PAGE EXTRACT:
>> begin

Finding a solution to remedy poor image conditions would be trickier. We introduced a normalization step into the processing lifecycle to boost the number of invariants across all images scanned. For Dutch, this meant aligning the receipt within the image as well as eliminating as many artifacts as possible. Our normalization can be broken down into three parts: detection of the corners of the receipt, application of a homography transform, and image denoising. Homography between two planes describes a relationship that exists between four points on one plane and four points on the other, allowing one set to be projected on to the other. In our case, we wanted the corners of the receipts (and their bounded points) to be transformed into the system of the images’ borders. OpenCV is an open source C++ library packed with many algorithms for computer vision, image processing, and machine learning. Bindings exist for other popular languages such as Python and Java. This had everything we needed to normalize our images. We applied Harris Corner Detection on the image, giving us our four corners that we then use to perform the transform and voilà. To denoise, we parlayed image denoising with simple thresholding. Denoising samples a small neighborhood around each pixel and chooses a value for it by looking at the resulting median and weighted average while thresholding reduces the input to a binary image — one where pixels were classified as black or white depending on the threshold value. This gave us our final result.

Application of a homography on a test receipt

Normalization proved effective but was extremely costly, increasing latency of the upload request by an average of 43%. We still chose to apply the step, but only as a variant of the request to observe the result and its downstream effects. Higher parsing accuracy did in fact lead to more invites and receipt finalizes. We decided instead that we would attempt to solve with effective UI where we couldn’t compromise on performance.

User Interface

Running parallel to model performance was our investigation into an effective user experience. Something that stood out to me was how often I heard the group request that someone send out a picture of the receipt. Persistence and accessibility of information have made strides in the past decade. You can easily access your bank statements, your past Uber rides, and even your credit score. We thought that your meals out should be no different. In addition to being a splitting apparatus, Dutch doubles as a journal to help you rediscover what you ordered, whom you dined with, and when y’all had that crazy night out. None of that would happen if we couldn’t quickly get diners without the app involved. This thought lead to us choosing phone number as the main attribution channel which gave us two quick wins in the funnel. It allowed us to leverage users’ contact books as pre-existing invite lists. Once selected, diners would be attributed to the receipt via their phone numbers and, upon successful authentication, would see the receipt waiting for them on the home screen. Phone number verification as an authentication mechanism also reduces a lot of the sign up friction that exists today where users are fumbling to verify their emails. Once contacts were on Dutch as friends, they could quickly be invited to any receipt much like they would to a Snap or a story.

>> end

DATASET CONTENT:
>> begin

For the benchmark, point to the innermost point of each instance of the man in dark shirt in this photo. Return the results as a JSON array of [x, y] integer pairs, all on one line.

>> end

TO BE DONE:
• a. Reproduce everything in the receipt-scanning write-up from "Normalization proved effective" down to "compromise on performance.".
• b. Using the receipt-scanning write-up, answer these:
(i) Which method was applied to the image to find the four corners of the receipt?
(ii) By what average percentage did normalization increase the latency of the upload request?
(iii) What was chosen as the main attribution channel for diners?

SOLUTIONS BELOW:
• a.
Normalization proved effective but was extremely costly, increasing latency of the upload request by an average of 43%. We still chose to apply the step, but only as a variant of the request to observe the result and its downstream effects. Higher parsing accuracy did in fact lead to more invites and receipt finalizes. We decided instead that we would attempt to solve with effective UI where we couldn’t compromise on performance.

• b.
(i) Harris Corner Detection
(ii) 43%
(iii) Phone number